◆ Reading text

* * * *

Becky: It’s definitely a must-go country! So Betsey, please tell the listeners more about those great beaches.
Betsey: Ok! The islands in the Philippines are the best places to go for a vacation. They may not be as famous as the islands of Hawaii, but they definitely don’t disappoint!
Becky: There are three main islands - Luzon, Visayas and Mindanao, and over 7,000 smaller islands clustered around them.
Betsey: Wow! Yeah that is a lot! Only 2,000 of the islands are inhabited and so most are almost untouched, with clear white sand and views of the beautiful sea.
Becky: So, tell us - which are the best islands to visit?
Betsey: The most commercially successful and famous places would be Boracay and Cebu. Both are in an area called Visayas, and have a lot of resorts, so if you’d like an all-inclusive package of partying and relaxation, then these are the places you should go.
Becky: Oooh, that sounds great. But what if I wanted to enjoy more of the unspoiled nature, and maybe have a little adventure? Those established places can get pretty crowded.
Betsey: Well, getting off the beaten path is definitely another great way to enjoy a vacation on the islands. There are still lots of places that aren’t as commercialized, and I think they’re the best places. One I recommend is Palawan, in the west of Visayas, where you can enjoy spending time underwater! Palawan is famous for scuba diving because of its crystal clear waters.
Becky: I’ve always wanted to try scuba diving, though the name does sound familiar. I wonder if I’ve heard of it before…
Betsey: Hmm, maybe that’s because the Puerto Princesa Underground River in Palawan, was recently voted as one of the New Seven Wonders of Nature. It’s an 8.2 km long underground cave river that flows directly into the South China Sea.
Becky: That’s definitely the kind of adventure I was thinking about! Ok, so, tell me more about the other parts of the country.
Betsey: Well, what I can say is that it’s a melting pot of different cultures.
Becky: Ah yes, I have heard, for example, that English is commonly spoken in the Philippines.
Betsey: That’s right! In fact, English and Filipino are the two official languages of the country.
Becky: Well, that makes things easier for tourists!
Betsey: It does. You will definitely have less of a hard time, but learning Filipino is a rewarding experience. For a start, it is a great cultural experience, because the language itself lets you see our cultural diversity. It’s a mixture of Spanish and Filipino dialects.
Becky: So does that mean I can learn some Spanish while I’m learning Filipino?
Betsey: Sort of. Since the Philippines was a Spanish colony for over 350 years, there are certain customs and words from Spanish that are also used in Filipino.
Becky: Wow, that’s amazing. I can learn different languages at the same time!
Betsey: Spanish was also taught in school in the past, but has now been replaced with English. However, it’s still common for Filipinos to use Spanish for counting numbers, and reading time.
Becky: Really? I guess I can make up for the Spanish classes I slept through in high school.
Betsey: It’s not just evident in the language, but the Philippines is one of the few countries that is predominantly Roman Catholic.
Becky: What kind of customs has it adopted then?
Betsey: Well the most obvious would probably be religious celebrations. For example, Christmas is considered to be one of the biggest events of the year. You start hearing Christmas carols, and seeing Christmas lights and decorations, around four months before the actual day.
Becky: Wow! You must really love the holidays, huh?

* * * *

◆ Available data
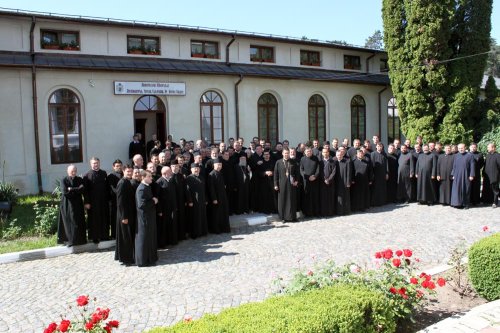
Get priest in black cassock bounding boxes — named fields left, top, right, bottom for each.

* * * *

◆ Stated problem 1
Can you write out the Philippines dialogue from "Betsey: Wow! Yeah" to "you should go."?
◆ Stated problem 2
Answer these questions from the Philippines dialogue:
(a) How many of the islands are inhabited?
(b) How long is the Puerto Princesa Underground River?
(c) For how many years was the Philippines a Spanish colony?

◆ Worked answer 1
Betsey: Wow! Yeah that is a lot! Only 2,000 of the islands are inhabited and so most are almost untouched, with clear white sand and views of the beautiful sea.
Becky: So, tell us - which are the best islands to visit?
Betsey: The most commercially successful and famous places would be Boracay and Cebu. Both are in an area called Visayas, and have a lot of resorts, so if you’d like an all-inclusive package of partying and relaxation, then these are the places you should go.

◆ Worked answer 2
(a) Only 2,000.
(b) 8.2 km.
(c) Over 350 years.